## [Exercise details]
Please copy every record below exactly and leave out the pictures.

-----

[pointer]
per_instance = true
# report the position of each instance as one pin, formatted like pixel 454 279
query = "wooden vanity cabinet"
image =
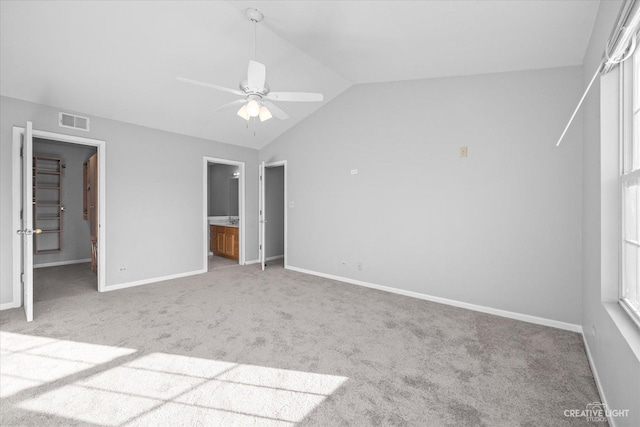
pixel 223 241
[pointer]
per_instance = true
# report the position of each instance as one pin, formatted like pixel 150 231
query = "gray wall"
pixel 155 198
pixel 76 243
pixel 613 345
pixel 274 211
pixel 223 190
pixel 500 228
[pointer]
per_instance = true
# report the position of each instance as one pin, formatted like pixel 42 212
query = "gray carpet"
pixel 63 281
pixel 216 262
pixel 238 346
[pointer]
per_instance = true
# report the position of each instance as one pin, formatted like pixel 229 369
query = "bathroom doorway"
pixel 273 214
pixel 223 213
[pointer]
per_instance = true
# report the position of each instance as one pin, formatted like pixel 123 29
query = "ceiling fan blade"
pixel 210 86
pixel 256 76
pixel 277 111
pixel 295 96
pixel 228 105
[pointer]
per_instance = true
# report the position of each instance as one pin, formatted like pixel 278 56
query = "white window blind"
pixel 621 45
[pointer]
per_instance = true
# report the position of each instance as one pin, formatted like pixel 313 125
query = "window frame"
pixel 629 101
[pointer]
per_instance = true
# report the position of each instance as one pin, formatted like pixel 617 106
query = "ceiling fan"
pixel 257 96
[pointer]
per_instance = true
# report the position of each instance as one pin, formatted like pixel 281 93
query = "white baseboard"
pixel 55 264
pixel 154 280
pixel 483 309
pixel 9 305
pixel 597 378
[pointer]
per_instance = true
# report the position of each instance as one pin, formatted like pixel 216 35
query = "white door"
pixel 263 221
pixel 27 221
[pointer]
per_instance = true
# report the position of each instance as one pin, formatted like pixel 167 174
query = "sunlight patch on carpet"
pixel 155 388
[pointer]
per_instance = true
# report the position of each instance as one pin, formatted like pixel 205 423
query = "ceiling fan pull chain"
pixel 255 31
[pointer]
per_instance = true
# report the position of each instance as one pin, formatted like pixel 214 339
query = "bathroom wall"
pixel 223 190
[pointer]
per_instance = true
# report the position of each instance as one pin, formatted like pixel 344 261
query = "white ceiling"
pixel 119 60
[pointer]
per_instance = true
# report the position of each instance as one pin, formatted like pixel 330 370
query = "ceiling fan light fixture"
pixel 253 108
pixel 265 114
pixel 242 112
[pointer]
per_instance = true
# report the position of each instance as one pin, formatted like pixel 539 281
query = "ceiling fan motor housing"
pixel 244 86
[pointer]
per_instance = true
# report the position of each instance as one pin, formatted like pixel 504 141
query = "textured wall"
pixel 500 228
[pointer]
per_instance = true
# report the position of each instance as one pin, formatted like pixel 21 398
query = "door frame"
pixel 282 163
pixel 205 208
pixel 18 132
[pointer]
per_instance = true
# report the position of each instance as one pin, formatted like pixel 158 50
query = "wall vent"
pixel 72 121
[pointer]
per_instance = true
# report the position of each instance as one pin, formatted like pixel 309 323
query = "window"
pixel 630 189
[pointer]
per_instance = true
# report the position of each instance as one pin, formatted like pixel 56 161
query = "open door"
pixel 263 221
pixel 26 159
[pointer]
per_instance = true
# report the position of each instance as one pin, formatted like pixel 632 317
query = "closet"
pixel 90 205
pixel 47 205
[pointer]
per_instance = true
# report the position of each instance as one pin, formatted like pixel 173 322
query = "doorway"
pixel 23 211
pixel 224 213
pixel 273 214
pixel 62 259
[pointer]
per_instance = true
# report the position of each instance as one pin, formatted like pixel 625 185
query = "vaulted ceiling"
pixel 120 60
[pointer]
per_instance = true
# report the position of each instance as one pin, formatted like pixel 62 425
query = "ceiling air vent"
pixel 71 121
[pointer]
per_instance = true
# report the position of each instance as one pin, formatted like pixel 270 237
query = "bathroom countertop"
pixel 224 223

-----

## [Exercise result]
[pointer]
per_instance = true
# report the position of each instance as one pin, formatted like pixel 454 279
query = "wooden vanity cabinet"
image =
pixel 223 241
[pointer]
per_instance = true
# report the position of each instance as one pin, formatted like pixel 150 231
query = "gray wall"
pixel 155 198
pixel 76 243
pixel 613 345
pixel 274 211
pixel 223 190
pixel 500 228
[pointer]
per_instance = true
# report the position of each instance as one pin, formatted like pixel 42 212
query = "gray carpet"
pixel 63 281
pixel 216 262
pixel 238 346
[pointer]
per_instance = true
# report the position of each instance as one pin, formatted like pixel 229 369
query = "bathroom doorway"
pixel 273 214
pixel 223 213
[pointer]
per_instance = true
# report the position of each instance as one pin, formatted like pixel 123 29
query = "ceiling fan blade"
pixel 210 86
pixel 256 76
pixel 277 111
pixel 295 96
pixel 228 105
[pointer]
per_instance = true
# report the position of each instance as one pin, formatted like pixel 278 56
query = "white window blind"
pixel 621 45
[pointer]
per_instance = true
# report the position of each instance as one pin, formatted like pixel 313 125
query = "window frame"
pixel 629 101
[pointer]
per_instance = true
# report the position of each instance as one pin, formatted like pixel 617 106
query = "ceiling fan"
pixel 257 96
[pointer]
per_instance = true
# report the position of each instance as one pin, formatted like pixel 281 93
query = "white baseboard"
pixel 55 264
pixel 154 280
pixel 483 309
pixel 9 305
pixel 597 378
[pointer]
per_instance = true
# report the position of each instance as one pin, formatted like pixel 216 35
query = "white door"
pixel 263 221
pixel 27 221
[pointer]
per_instance = true
# report the position of each instance as one pin, formatted like pixel 167 174
query = "sunlight patch on carpet"
pixel 155 388
[pointer]
per_instance = true
# report the position of each instance as one pin, formatted like pixel 205 423
query = "ceiling fan pull chain"
pixel 255 31
[pointer]
per_instance = true
# report the position of each instance as one pin, formatted like pixel 214 339
query = "bathroom wall"
pixel 223 190
[pointer]
per_instance = true
# report the position of each instance as one pin, formatted like pixel 344 261
query = "white ceiling"
pixel 119 60
[pointer]
per_instance = true
# report the position of each instance as one pin, formatted like pixel 330 370
query = "ceiling fan light fixture"
pixel 253 108
pixel 265 114
pixel 242 112
[pointer]
per_instance = true
# report the position of each instance as one pin, formatted like pixel 539 281
query = "ceiling fan motor housing"
pixel 244 86
[pointer]
per_instance = true
# report the position of each instance as one pin, formatted like pixel 504 141
query = "textured wall"
pixel 500 228
[pointer]
per_instance = true
# report the position of each instance as one pin, formatted like pixel 21 398
query = "door frame"
pixel 282 163
pixel 205 208
pixel 18 132
[pointer]
per_instance = true
# report the position of each instance as one pin, formatted like pixel 158 50
query = "wall vent"
pixel 72 121
[pointer]
per_instance = true
# report the position of each instance as one pin, formatted like pixel 309 323
query = "window"
pixel 630 189
[pointer]
per_instance = true
# report the position of each instance as one pin, formatted like pixel 56 161
query = "open door"
pixel 263 221
pixel 26 159
[pointer]
per_instance = true
# report the position of each instance as one pin, formatted like pixel 632 317
query = "closet"
pixel 90 205
pixel 47 205
[pointer]
per_instance = true
# report the position of each instance as one pin, formatted like pixel 173 322
query = "doorway"
pixel 23 211
pixel 224 213
pixel 273 214
pixel 62 259
[pointer]
per_instance = true
# report the position of each instance as one pin, formatted like pixel 625 185
query = "vaulted ceiling"
pixel 120 60
[pointer]
per_instance = true
# report the position of each instance as one pin, formatted like pixel 62 425
query = "ceiling air vent"
pixel 71 121
[pointer]
per_instance = true
# report the position of each instance as one pin, formatted like pixel 270 237
query = "bathroom countertop"
pixel 224 223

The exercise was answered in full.